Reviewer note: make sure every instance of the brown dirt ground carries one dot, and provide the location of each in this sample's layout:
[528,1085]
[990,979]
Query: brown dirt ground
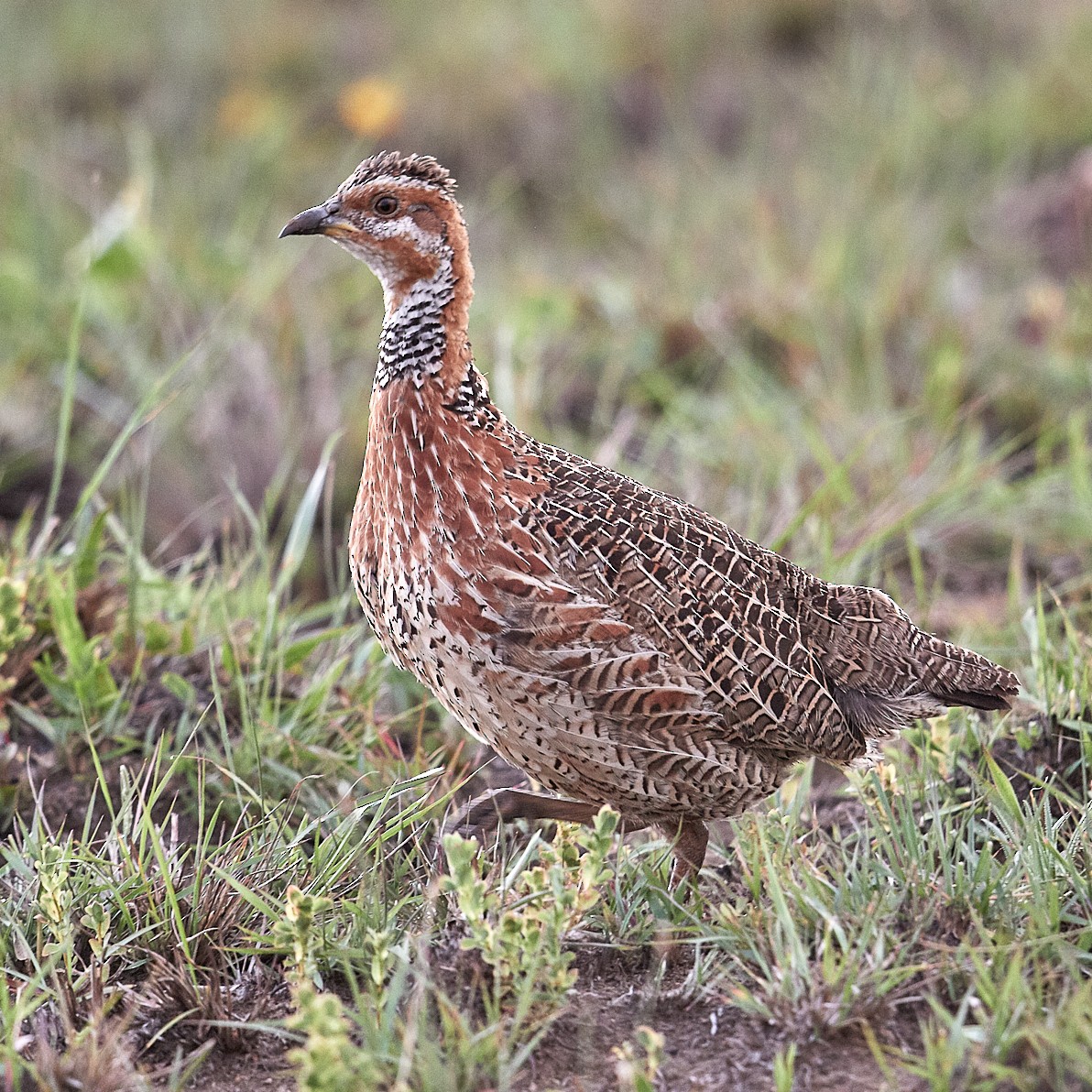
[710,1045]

[PROBLÈME À TRAITER] Extrayez l'intégralité des lignes de texte du matériau ci-dessus et recopiez-les sans la moindre modification, en laissant de côté les images.

[RÉPONSE À L'EXERCICE]
Reviewer note: make sure every instance of the brown dirt ground carries one dot, and provide the location of each in this sample's layout:
[528,1085]
[990,979]
Query: brown dirt ground
[710,1045]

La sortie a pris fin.